Can you copy, word for word, the lines of the listing below from the line containing "the woman's neck." through the line containing "x=110 y=177", both of those lines included?
---------- Data listing
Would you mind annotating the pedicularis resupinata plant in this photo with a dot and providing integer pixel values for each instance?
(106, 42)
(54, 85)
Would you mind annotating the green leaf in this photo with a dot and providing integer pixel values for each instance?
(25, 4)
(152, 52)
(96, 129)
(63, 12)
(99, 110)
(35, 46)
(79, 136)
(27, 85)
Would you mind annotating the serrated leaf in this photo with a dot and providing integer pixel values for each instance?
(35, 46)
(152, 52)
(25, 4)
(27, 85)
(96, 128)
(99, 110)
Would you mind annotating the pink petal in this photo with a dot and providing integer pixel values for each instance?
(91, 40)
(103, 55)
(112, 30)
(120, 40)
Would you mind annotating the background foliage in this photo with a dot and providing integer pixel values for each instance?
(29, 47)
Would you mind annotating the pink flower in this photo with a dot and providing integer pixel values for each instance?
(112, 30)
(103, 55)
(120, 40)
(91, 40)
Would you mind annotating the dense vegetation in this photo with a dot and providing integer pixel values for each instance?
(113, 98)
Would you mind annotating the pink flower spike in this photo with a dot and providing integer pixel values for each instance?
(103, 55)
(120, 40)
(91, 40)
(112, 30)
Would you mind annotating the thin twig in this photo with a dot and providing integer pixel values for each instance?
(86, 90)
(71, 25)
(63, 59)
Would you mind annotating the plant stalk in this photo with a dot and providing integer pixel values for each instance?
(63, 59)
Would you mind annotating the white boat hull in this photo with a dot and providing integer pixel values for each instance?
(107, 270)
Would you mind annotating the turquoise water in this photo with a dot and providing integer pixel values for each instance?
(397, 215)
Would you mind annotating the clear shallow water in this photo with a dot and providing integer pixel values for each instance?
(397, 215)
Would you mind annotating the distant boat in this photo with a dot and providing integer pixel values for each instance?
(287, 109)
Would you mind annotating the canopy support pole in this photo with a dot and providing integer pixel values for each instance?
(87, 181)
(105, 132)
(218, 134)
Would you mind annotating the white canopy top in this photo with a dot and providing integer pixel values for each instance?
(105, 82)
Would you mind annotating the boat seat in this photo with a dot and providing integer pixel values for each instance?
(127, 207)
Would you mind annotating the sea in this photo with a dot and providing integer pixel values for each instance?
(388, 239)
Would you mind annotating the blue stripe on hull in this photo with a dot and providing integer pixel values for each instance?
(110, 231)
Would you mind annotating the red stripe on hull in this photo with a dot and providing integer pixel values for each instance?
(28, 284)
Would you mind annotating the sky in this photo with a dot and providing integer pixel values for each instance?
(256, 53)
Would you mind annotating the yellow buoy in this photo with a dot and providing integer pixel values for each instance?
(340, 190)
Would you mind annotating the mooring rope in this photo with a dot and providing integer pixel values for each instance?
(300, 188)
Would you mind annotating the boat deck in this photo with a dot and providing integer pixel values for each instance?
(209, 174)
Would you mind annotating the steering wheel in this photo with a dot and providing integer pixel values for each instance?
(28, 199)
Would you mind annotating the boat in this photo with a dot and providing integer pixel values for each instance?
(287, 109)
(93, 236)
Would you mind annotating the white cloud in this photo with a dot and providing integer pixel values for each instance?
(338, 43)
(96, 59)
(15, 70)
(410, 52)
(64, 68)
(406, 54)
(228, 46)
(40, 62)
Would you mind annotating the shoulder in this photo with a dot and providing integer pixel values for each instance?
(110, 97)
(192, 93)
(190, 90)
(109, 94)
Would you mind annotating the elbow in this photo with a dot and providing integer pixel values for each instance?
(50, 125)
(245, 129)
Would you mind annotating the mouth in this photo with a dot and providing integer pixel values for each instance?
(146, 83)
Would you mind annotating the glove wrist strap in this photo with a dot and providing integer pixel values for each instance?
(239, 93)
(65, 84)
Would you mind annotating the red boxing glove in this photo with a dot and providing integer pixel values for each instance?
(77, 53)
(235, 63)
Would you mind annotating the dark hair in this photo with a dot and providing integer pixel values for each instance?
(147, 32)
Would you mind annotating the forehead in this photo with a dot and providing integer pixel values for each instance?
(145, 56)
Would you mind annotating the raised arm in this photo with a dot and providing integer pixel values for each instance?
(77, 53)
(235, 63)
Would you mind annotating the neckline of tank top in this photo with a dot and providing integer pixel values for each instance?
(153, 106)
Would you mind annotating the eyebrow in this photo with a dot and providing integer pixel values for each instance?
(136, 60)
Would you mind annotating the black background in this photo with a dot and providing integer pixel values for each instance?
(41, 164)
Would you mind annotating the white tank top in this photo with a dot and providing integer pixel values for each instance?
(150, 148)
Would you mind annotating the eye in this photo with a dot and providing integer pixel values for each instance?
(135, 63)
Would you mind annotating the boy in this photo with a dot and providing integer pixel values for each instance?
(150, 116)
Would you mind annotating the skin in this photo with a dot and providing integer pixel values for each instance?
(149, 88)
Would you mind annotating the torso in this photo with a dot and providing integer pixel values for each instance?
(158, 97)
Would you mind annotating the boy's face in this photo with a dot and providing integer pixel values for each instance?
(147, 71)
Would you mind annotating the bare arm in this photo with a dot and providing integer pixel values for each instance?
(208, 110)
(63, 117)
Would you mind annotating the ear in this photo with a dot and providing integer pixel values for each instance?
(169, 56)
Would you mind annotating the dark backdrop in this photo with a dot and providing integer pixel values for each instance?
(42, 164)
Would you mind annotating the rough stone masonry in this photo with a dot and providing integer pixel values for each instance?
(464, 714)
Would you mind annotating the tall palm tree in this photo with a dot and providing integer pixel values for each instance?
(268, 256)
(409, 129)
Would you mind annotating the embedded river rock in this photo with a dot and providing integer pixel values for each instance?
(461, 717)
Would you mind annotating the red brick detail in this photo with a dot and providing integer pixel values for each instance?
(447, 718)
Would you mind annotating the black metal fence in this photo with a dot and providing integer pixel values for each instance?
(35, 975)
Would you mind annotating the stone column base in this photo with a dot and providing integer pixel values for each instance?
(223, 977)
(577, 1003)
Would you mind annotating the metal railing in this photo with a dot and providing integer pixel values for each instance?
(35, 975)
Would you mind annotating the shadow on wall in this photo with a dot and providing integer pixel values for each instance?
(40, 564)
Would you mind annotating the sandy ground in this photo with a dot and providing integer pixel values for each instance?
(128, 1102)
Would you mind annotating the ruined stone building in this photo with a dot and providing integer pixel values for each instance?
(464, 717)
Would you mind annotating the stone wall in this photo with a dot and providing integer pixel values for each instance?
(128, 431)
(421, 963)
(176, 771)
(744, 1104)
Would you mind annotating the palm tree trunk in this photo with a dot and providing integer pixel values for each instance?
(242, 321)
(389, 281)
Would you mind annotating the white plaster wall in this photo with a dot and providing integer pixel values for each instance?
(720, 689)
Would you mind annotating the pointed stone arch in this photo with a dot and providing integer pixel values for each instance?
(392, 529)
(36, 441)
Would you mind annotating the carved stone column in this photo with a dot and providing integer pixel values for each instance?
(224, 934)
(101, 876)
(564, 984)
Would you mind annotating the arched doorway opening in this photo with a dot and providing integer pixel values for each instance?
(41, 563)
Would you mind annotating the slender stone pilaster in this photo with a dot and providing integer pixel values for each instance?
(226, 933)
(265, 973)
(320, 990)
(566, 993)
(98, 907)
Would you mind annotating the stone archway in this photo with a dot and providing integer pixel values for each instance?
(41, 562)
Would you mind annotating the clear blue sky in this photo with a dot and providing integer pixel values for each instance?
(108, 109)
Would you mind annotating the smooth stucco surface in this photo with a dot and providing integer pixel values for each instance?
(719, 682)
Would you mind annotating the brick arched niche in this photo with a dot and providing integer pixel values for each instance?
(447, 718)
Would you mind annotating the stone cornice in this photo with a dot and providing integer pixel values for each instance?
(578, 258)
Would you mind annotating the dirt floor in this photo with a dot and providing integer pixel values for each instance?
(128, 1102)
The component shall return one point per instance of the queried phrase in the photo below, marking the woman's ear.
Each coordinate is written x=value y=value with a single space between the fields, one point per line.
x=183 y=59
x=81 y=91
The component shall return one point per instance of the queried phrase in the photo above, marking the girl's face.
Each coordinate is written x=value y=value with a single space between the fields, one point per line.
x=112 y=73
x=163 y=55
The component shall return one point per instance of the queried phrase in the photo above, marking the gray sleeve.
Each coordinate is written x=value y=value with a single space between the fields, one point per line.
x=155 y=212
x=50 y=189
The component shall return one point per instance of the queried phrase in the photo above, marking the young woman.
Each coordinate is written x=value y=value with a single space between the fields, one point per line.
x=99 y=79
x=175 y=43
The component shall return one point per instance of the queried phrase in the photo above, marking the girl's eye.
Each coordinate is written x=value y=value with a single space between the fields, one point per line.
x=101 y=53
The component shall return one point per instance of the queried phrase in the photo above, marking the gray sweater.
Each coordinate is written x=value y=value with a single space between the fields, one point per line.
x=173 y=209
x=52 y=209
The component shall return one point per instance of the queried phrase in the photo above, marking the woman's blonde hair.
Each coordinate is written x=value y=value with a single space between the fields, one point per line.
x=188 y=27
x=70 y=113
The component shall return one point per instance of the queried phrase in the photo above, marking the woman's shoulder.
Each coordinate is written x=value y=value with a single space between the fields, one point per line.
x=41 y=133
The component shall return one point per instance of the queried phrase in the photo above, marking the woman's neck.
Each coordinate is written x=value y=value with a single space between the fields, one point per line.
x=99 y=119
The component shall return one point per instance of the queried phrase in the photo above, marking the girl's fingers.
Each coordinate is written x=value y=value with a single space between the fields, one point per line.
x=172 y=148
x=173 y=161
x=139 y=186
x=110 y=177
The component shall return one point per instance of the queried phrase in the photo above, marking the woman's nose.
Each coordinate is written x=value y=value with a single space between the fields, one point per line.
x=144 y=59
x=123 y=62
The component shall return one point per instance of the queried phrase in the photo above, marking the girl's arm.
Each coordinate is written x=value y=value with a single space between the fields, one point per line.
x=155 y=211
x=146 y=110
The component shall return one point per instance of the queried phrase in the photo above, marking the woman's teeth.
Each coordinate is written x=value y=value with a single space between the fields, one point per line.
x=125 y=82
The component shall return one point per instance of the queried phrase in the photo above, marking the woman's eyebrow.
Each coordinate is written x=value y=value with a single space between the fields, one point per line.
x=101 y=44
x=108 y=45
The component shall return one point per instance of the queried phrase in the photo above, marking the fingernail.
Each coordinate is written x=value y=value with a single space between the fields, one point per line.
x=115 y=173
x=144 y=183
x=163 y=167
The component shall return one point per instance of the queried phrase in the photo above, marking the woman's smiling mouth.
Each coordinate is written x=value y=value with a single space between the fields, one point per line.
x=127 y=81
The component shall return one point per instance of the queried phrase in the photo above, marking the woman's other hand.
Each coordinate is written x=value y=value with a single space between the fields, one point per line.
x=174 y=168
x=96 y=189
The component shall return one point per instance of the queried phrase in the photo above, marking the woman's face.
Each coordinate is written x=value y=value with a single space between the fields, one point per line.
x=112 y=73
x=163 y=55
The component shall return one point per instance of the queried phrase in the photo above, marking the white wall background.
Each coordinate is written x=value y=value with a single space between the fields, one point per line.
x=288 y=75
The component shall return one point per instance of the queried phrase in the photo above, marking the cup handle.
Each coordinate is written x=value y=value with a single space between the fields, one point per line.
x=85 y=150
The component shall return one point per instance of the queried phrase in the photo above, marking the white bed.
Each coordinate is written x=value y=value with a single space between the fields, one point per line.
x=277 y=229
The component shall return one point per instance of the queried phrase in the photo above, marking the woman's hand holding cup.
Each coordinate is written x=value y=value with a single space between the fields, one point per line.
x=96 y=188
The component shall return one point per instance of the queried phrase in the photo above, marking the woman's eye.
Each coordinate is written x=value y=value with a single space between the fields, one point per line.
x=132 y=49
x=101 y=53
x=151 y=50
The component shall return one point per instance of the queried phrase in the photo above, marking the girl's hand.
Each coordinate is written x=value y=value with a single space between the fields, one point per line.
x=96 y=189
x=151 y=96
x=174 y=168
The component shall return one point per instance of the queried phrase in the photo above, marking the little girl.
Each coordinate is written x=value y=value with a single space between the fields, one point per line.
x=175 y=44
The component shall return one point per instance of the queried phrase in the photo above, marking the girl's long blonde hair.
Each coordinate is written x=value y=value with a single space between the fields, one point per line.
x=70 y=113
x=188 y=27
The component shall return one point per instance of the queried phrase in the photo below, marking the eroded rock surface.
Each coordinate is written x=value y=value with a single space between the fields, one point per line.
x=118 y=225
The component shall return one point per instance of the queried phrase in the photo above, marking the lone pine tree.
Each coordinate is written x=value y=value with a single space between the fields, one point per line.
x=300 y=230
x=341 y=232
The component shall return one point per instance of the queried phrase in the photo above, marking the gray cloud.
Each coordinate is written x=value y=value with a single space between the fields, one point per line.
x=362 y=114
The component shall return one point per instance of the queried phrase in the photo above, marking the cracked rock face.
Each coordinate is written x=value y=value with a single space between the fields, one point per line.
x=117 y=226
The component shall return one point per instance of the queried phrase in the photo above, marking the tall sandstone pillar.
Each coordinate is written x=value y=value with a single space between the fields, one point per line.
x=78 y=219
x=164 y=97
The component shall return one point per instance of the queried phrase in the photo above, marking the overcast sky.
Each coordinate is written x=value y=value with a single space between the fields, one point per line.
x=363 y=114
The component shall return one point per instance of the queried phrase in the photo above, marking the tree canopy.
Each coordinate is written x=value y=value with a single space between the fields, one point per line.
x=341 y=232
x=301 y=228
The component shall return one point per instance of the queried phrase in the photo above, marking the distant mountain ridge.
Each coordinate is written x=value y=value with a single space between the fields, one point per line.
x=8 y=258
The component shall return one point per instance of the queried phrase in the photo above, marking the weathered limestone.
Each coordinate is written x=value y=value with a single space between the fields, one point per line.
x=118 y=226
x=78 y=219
--------------------
→ **Written response**:
The component shall return one point per instance of the queried phrase in the photo above, marking the woman's neck.
Each coordinate is written x=value y=value with a single space between the fields, one point per line.
x=99 y=119
The component shall return one point per instance of the queried phrase in the photo above, marking the girl's fingers.
Each coordinate is written x=value y=value with a single space between the fields, one point per line.
x=172 y=148
x=173 y=161
x=139 y=186
x=110 y=177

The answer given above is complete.